DOCUMENT EXTRACT:
To obtain serum, patients' native peripheral blood was centrifuged for 10 minutes at 3000 rpm. T-cell culture supernatants were collected after 72 hours of cell activation. Samples were aliquoted and stored at −70°C until use. Soluble FL was measured by ELISA (IMMUNEX, Seattle, WA)27; the reaction was linear in the range 6.25 to 200 pg/mL.

For analysis of mFL in purified resting or activated T lymphocytes, cells were washed in a FACS buffer containing phosphate-buffered saline (PBS), 0.5% bovine serum albumin, and 0.02% NaN₃ and incubated for 20 minutes on ice with anti-FL mAb M5 (rat IgG2a, IMMUNEX) or control rat IgG2a (PharMingen) followed by fluorescein isothiocyanate (FITC)-conjugated goat antirat IgG (Jackson Immunoresearch Lab, West Grove, PA). For analysis of mFL in patients' peripheral blood, double-color staining of mononuclear cells with anti-FL mAb M5 (as above) and phycoerythrin-conjugated anti-CD3 mAb (Becton Dickinson, San Jose, CA) was performed. Acquisition was done using a FACScan (Becton Dickinson). Dead cells were stained with propidium iodide and excluded from the analysis; 10 000 to 15 000 events were acquired. Analysis was performed using CellQuest software (Becton Dickinson). Expression of mFL is given as median fluorescence intensity (MFI) ratio of signals produced by specific and isotype-matched control mAbs.

Following activation, cultured T cells were separated on Histopaque 1077 density gradient (Sigma) to remove dead cells. Immunostaining was performed as described elsewhere.24Briefly, cells were allowed to settle onto Poly-L-Lysin-coated coverslips (Sigma), fixed with 4% paraformaldehyde, and permeabilized with 0.1% saponin. Unspecific staining was blocked with 0.5% sodium borohydride followed by incubation with a 5% mixture of goat and donkey sera. Slides were incubated for 1 hour at room temperature with mAb M5 or control rat IgG2a and antibodies against human giantin (mouse IgG1; kind gift of H.-P. Hauri, Biozentrum, Basel, Switzerland), TGN46 (rabbit polyclonal antibody; kind gift of S. Ponnambalam, University of Dundee, UK), or calnexin (rabbit polyclonal antibody; kind gift of A. Helenius, University of Zürich, Zürich, Switzerland). Cells were stained for 1 hour in the dark with the following secondary antibodies showing no species cross-reactivity: donkey antirat IgG-cyanin(Cy)2, goat antimouse IgG-TexasRed, goat antirabbit IgG-TexasRed (all from Jackson Immunoresearch Lab), goat antirabbit IgG-Cy3 or goat antimouse IgG-Cy5 (both from Amersham, Pittsburgh, PA). Slides were mounted with Mowiol containing 20 mg/mL 1,4-diazabicyclooctane (DABCO; Sigma). Confocal microscopy was performed with TCS4D (Leica, Glattbrugg, Switzerland) or with LSM 510 (Carl Zeiss AG, Jena, Germany) operating in the sequential acquisition mode to exclude cross-talk between channels and using 488, 568, and 647 excitation lines. Images were analyzed for colocalization using the IMARIS software package (Bitplane AG, Zürich, Switzerland).

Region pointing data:

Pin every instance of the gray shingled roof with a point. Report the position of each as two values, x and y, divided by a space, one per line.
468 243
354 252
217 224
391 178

ACTIVITY: Rewrite the methods passage starting at "To obtain serum, patients'" and ending at "to 200 pg/mL.", replacing "centrifuged" with "spun". The listing has no connection to the methods passage.

RESULT OF THIS TASK:
To obtain serum, patients' native peripheral blood was spun for 10 minutes at 3000 rpm. T-cell culture supernatants were collected after 72 hours of cell activation. Samples were aliquoted and stored at −70°C until use. Soluble FL was measured by ELISA (IMMUNEX, Seattle, WA)27; the reaction was linear in the range 6.25 to 200 pg/mL.